───── Provided entries ─────

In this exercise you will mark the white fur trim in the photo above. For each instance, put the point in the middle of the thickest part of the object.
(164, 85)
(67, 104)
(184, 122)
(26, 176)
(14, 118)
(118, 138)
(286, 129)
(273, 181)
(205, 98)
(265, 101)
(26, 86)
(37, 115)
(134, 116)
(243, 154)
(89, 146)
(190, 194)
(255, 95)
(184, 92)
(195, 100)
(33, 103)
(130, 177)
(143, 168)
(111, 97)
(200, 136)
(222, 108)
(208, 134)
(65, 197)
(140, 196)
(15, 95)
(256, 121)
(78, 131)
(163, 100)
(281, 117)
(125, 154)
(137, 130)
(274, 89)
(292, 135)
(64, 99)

─────

Can you repeat every one of the lines above, text and all, with each coordinate in the answers increased by 63?

In this exercise you will mark the white fur trim in the photo above. For each instance, put the point in the middle of the thickest part of the object.
(227, 148)
(130, 167)
(247, 185)
(89, 239)
(77, 181)
(181, 201)
(349, 192)
(336, 244)
(268, 161)
(328, 164)
(89, 149)
(100, 178)
(197, 179)
(306, 217)
(152, 209)
(253, 257)
(318, 158)
(247, 155)
(258, 163)
(96, 166)
(193, 240)
(206, 231)
(174, 160)
(263, 199)
(285, 171)
(271, 197)
(128, 260)
(203, 259)
(78, 158)
(319, 184)
(141, 194)
(226, 163)
(344, 180)
(188, 217)
(200, 193)
(337, 152)
(355, 198)
(127, 162)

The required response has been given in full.